[Requisitos das tarefas]
- 1) Segundo o texto de leitura, por que as distribuidoras passaram a enfrentar um problema de fluxo de caixa? Responda em até três frases.
- 2) Enumere todos os aspectos que, de acordo com o texto de leitura, a proposta contida na NT leva em consideração.

A proposta contida na NT leva em consideração “evidências, estabilidade regulatória, esforço conjunto, diálogo, transparência e celeridade nas soluções”.
“A pandemia de Covid-19 impôs severas políticas sanitárias para contenção do vírus, dentre elas a de isolamento social, com consequente redução de toda atividade econômica. No Setor Elétrico Brasileiro, a pandemia tem causado a apreensão de agentes, governo e consumidores com os possíveis impactos econômico-financeiros, exigindo ações que garantam a solvência do setor”, assinalou a NT.
A agência comparou a crise de agora com a ocorrida em 2014. Há seis anos, a Aneel entendeu que a crise se originou no próprio SEB, de forma limitada, ao passo que agora o que se verifica é uma crise muito mais ampla, de nível global e conseqüências ainda incalculáveis. e absolutamente imprevisíveis.
“Com a redução do mercado decorrente das medidas de combate à pandemia, numa primeira análise as distribuidoras ficaram sobrecontratadas. Consequentemente, as distribuidoras têm que pagar pelos contratos que possuem, mas apenas parte da carga prevista será faturada. A diferença entre os montantes a serem pagos nos contratos e o valor arrecadado via faturamento de energia gera um problema de fluxo de caixa nas distribuidoras”, reconhece a Aneel.
“Em 2020, o problema maior está no faturamento bilateral das distribuidoras. Com uma retração do mercado e uma maior inadimplência esperada na arrecadação das distribuidoras, faltará arrecadação para honrar todos os pagamentos com compra de energia, transmissão de energia e encargos setoriais. Nas liquidações do mercado de curto prazo, os problemas serão menores, dado o reduzido despacho termelétrico, a liquidação de sobras contratuais (e não exposições por falta de contrato) e o risco hidrológico que, embora seja elevado em termos de quantidade, será liquidado a preços menores”, destaca a NT.
Na percepção da Aneel, o que se consegue visualizar até agora em relação ao Covid-19 são os efeitos financeiros da crise. No primeiro instante, a solução pode se concentrar em prover liquidez ao sistema para mitigar o risco de insolvência com inadimplência generalizada dos fluxos de pagamentos regulados do setor elétrico. Os impactos econômicos precisam ser quantificados, oportunizando discutir eventuais medidas de recomposição.
A agência esclareceu que está desenvolvendo um simulador para quantificar as coberturas tarifárias, a situação da arrecadação das distribuidoras (já considerando o comportamento do mercado, inadimplência e perdas), bem como os fluxos de pagamento que cada distribuidora deve arcar. Os dados levantados pela Aneel permitirão valorar os efeitos da crise e, a partir desse momento, será possível elencar com maior profundidade um rol de medidas para enfrentar a crise de liquidez.
Foi lembrado na nota técnica que as distribuidoras concentram a maior parte da arrecadação do setor elétrico, com uma receita anual da ordem de R$ 250 bilhões, incluídos os tributos, na qual apenas 20% refere-se aos custos diretamente associados à prestação do serviço público de distribuição de energia elétrica.
“Tendo em vista que um dos efeitos da pandemia no setor elétrico é a possível redução de demanda no segmento de consumo (distribuidoras e consumidores livres), as ações no segmento de transmissão devem incentivar que os usuários do sistema de transmissão continuem honrando seus contratos e cumprindo suas obrigações quanto aos pagamentos dos Encargos de Uso do Sistema de Transmissão”, alertou a agência. O documento foi assinado por seis assessores de alto nível da diretoria, sendo respaldado institucionalmente e divulgado no próprio site da agência.

[Dados fornecidos]
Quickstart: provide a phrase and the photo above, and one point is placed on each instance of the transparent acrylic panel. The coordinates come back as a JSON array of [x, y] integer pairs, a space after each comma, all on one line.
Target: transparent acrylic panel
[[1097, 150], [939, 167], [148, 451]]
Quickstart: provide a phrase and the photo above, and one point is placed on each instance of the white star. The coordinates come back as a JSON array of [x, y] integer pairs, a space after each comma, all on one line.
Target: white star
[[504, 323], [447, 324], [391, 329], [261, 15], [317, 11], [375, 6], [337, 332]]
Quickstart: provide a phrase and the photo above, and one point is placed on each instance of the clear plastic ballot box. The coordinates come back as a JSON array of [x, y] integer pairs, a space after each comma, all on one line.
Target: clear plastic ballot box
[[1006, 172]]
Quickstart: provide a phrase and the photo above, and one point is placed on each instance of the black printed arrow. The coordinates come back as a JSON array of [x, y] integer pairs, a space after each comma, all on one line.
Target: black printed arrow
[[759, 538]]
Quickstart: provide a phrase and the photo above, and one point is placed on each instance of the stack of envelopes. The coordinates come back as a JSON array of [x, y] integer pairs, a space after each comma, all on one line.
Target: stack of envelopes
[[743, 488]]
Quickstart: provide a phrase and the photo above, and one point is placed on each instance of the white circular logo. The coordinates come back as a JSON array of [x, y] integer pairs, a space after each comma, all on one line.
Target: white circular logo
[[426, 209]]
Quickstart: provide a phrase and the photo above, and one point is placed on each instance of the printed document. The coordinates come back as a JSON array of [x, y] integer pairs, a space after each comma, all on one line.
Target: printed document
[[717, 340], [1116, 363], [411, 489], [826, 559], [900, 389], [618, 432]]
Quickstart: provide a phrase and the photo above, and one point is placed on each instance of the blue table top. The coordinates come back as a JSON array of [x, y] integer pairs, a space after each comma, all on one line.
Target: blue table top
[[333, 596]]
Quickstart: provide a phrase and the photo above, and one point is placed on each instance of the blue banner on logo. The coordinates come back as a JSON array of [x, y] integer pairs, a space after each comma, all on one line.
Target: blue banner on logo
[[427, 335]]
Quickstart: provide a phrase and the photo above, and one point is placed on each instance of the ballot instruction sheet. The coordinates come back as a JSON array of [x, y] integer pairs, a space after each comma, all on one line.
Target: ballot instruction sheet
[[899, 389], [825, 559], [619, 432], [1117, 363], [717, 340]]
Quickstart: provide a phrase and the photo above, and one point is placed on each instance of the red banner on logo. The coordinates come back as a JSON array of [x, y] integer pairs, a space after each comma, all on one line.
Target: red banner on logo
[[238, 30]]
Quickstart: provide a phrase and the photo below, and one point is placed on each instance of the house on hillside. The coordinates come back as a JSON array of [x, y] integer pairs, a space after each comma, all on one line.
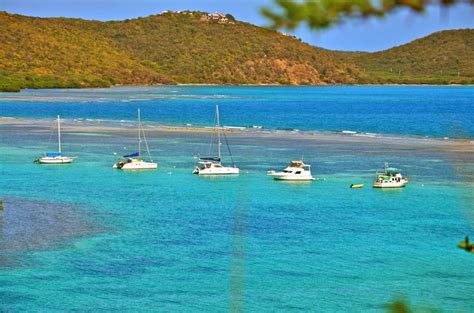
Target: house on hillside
[[219, 18]]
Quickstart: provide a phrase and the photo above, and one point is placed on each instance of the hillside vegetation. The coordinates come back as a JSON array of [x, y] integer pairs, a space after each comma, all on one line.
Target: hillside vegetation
[[445, 57], [186, 48]]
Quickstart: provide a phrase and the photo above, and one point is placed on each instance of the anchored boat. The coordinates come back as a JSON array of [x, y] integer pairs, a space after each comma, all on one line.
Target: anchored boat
[[133, 161], [55, 157], [390, 177], [295, 171], [213, 165]]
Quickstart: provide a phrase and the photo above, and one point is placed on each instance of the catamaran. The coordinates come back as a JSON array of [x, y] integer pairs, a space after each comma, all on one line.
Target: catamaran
[[55, 157], [212, 165], [133, 161], [390, 177], [295, 171]]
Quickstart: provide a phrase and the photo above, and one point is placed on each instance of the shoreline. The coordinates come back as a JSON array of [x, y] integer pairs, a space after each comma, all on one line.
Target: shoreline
[[241, 85], [461, 145]]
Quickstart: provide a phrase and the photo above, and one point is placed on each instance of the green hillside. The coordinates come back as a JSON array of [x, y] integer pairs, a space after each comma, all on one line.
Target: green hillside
[[445, 57], [187, 48]]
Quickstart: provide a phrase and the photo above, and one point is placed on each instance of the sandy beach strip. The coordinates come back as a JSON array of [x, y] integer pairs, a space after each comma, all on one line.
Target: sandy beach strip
[[128, 127]]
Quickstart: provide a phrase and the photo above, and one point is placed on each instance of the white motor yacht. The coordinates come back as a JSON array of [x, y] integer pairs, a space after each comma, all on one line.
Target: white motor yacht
[[390, 177], [295, 171]]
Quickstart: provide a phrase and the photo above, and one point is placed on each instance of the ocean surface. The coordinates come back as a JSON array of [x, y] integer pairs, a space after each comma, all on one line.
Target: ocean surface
[[396, 110], [86, 237]]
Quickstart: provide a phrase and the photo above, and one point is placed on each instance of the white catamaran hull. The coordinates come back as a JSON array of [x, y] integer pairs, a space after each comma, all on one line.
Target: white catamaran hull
[[290, 177], [136, 166], [389, 184], [54, 160], [217, 171]]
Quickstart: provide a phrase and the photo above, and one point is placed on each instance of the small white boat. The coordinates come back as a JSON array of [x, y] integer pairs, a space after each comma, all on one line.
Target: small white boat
[[55, 157], [390, 177], [213, 165], [295, 171], [134, 161]]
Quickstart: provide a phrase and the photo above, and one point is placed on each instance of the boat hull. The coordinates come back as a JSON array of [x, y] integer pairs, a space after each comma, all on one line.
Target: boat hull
[[217, 172], [286, 177], [389, 184], [135, 166], [54, 160]]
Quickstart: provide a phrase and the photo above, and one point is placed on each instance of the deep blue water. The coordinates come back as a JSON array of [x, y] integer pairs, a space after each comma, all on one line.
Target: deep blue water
[[395, 110], [86, 237]]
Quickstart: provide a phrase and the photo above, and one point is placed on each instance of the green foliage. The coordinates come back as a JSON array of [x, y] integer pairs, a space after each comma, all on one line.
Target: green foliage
[[445, 57], [185, 48], [324, 13]]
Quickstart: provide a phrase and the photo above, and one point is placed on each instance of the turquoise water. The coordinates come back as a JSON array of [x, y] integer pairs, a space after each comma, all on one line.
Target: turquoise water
[[421, 111], [86, 237]]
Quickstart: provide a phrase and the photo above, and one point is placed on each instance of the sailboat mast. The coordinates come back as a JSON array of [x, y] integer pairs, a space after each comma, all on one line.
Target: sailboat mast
[[218, 133], [139, 134], [59, 135]]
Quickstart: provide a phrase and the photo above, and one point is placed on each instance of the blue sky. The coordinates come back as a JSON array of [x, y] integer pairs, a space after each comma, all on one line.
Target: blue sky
[[363, 35]]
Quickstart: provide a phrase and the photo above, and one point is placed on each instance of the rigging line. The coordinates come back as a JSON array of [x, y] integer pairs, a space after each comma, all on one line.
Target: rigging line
[[212, 136], [146, 143], [228, 149], [53, 131]]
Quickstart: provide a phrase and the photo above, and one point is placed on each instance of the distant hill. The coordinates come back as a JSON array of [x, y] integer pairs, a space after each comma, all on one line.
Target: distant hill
[[445, 57], [189, 48]]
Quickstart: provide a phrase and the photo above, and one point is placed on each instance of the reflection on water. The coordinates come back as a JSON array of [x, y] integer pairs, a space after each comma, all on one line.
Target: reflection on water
[[32, 225]]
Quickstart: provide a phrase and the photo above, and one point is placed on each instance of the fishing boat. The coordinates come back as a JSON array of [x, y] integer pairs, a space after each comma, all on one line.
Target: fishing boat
[[295, 171], [55, 157], [212, 165], [389, 177], [134, 161]]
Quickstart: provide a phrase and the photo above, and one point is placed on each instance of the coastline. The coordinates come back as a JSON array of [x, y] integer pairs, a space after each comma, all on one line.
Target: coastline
[[238, 85], [112, 127]]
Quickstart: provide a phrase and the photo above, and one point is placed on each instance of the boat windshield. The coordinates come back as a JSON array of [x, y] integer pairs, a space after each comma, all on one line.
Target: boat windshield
[[296, 164]]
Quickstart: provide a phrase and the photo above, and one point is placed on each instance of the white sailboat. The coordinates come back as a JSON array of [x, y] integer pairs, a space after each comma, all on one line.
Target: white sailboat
[[55, 157], [133, 161], [212, 165]]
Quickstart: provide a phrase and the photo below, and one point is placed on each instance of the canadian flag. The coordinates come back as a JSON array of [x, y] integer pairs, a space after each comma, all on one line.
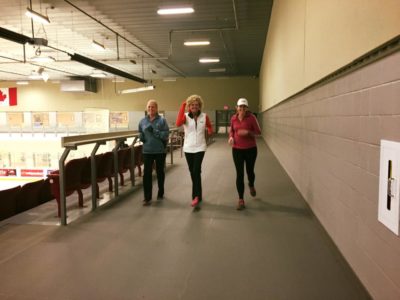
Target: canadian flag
[[8, 97]]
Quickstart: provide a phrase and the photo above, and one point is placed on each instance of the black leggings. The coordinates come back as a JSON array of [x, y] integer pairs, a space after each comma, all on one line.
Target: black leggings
[[242, 157], [194, 161], [148, 160]]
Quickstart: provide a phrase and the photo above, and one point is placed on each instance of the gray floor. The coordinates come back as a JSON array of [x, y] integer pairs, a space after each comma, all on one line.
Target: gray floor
[[275, 249]]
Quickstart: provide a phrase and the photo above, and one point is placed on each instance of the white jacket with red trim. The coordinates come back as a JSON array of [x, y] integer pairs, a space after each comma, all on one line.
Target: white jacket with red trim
[[195, 134]]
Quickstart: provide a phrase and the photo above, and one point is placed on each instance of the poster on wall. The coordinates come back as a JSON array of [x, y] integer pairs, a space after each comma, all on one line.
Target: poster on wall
[[15, 119], [8, 96]]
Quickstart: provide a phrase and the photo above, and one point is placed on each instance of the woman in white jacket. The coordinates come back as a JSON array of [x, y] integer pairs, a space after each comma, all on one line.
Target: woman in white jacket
[[196, 124]]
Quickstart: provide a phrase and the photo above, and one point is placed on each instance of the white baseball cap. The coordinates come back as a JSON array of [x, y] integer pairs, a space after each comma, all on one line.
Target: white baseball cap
[[242, 101]]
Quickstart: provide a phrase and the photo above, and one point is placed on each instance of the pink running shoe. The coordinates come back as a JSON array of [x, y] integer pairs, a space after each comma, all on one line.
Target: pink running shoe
[[252, 191], [241, 205], [195, 201]]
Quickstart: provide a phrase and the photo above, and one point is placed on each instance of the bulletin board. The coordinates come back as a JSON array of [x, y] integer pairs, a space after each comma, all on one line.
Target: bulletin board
[[66, 119], [15, 119], [119, 119]]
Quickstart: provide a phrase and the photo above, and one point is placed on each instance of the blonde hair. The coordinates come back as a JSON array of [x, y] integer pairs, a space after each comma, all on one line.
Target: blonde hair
[[194, 98]]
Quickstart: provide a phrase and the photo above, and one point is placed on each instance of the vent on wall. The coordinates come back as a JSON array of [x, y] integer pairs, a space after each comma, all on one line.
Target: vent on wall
[[79, 85]]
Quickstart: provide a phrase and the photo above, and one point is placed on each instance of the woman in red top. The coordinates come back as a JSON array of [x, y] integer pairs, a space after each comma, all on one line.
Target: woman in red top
[[244, 128]]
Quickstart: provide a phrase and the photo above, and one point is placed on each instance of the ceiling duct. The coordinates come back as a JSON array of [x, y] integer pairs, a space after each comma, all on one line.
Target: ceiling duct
[[20, 38], [79, 84], [100, 66], [14, 36]]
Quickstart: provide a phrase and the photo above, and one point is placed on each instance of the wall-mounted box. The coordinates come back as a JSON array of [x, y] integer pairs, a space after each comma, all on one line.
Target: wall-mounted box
[[389, 179]]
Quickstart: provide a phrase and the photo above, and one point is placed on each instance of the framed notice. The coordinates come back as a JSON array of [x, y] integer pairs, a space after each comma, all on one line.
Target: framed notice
[[15, 119], [40, 119]]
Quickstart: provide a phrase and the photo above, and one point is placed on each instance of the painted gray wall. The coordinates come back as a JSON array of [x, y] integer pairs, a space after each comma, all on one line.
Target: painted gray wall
[[328, 140]]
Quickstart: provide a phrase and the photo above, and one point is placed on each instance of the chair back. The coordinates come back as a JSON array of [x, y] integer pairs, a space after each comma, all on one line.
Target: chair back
[[8, 202], [28, 196]]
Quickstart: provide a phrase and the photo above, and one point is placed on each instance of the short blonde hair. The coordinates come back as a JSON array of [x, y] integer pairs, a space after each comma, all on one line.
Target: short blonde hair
[[152, 101], [194, 98]]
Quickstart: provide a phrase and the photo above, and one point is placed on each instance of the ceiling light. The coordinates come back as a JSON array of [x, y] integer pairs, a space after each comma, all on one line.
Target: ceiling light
[[118, 80], [175, 11], [98, 75], [206, 60], [136, 90], [35, 75], [196, 43], [36, 16], [98, 46], [43, 59], [216, 70]]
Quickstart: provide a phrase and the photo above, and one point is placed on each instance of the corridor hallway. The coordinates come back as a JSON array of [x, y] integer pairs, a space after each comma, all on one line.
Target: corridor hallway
[[274, 249]]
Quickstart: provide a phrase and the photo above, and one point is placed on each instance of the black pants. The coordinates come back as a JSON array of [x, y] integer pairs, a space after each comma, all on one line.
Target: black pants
[[194, 161], [149, 159], [242, 157]]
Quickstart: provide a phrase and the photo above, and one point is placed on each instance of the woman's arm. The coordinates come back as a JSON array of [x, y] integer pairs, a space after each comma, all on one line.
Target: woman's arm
[[208, 125], [255, 126], [181, 118]]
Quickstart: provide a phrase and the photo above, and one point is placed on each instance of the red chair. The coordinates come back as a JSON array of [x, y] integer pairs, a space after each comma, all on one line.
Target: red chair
[[45, 194], [138, 158], [73, 176], [105, 169], [124, 162]]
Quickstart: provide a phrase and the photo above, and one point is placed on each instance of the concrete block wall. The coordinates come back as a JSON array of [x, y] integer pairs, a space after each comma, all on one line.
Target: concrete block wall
[[328, 141]]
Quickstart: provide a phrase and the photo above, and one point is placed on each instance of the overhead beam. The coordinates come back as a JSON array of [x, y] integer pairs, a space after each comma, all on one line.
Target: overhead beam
[[100, 66]]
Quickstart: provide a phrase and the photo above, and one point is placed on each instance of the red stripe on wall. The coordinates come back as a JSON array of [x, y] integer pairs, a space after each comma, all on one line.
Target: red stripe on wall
[[12, 94]]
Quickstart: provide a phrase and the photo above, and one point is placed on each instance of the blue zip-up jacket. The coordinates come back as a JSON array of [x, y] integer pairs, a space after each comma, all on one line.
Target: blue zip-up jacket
[[154, 135]]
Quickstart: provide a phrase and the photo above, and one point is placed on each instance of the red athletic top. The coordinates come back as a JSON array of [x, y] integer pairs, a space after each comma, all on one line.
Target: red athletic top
[[244, 140]]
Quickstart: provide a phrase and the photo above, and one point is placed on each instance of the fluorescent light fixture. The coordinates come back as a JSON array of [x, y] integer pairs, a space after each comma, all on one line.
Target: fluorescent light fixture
[[35, 76], [175, 11], [36, 16], [216, 70], [98, 46], [98, 75], [118, 80], [207, 60], [136, 90], [196, 43], [43, 59], [45, 76]]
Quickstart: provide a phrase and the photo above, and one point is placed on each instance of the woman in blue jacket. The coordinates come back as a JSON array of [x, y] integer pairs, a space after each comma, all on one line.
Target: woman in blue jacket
[[154, 132]]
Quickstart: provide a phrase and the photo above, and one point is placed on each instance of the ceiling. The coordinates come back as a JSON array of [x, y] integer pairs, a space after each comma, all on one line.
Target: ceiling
[[138, 42]]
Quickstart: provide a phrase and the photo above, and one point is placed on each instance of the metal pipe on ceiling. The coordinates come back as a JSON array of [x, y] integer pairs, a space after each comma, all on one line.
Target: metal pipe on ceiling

[Conjunto de respostas]
- 1) Com a redução do mercado causada pelas medidas de combate à pandemia, as distribuidoras ficaram sobrecontratadas. Elas precisam pagar pelos contratos que possuem, mas só parte da carga prevista será faturada. A diferença entre o que deve ser pago nos contratos e o que é arrecadado com o faturamento de energia gera o problema de fluxo de caixa.

- 2)
- evidências
- estabilidade regulatória
- esforço conjunto
- diálogo
- transparência
- celeridade nas soluções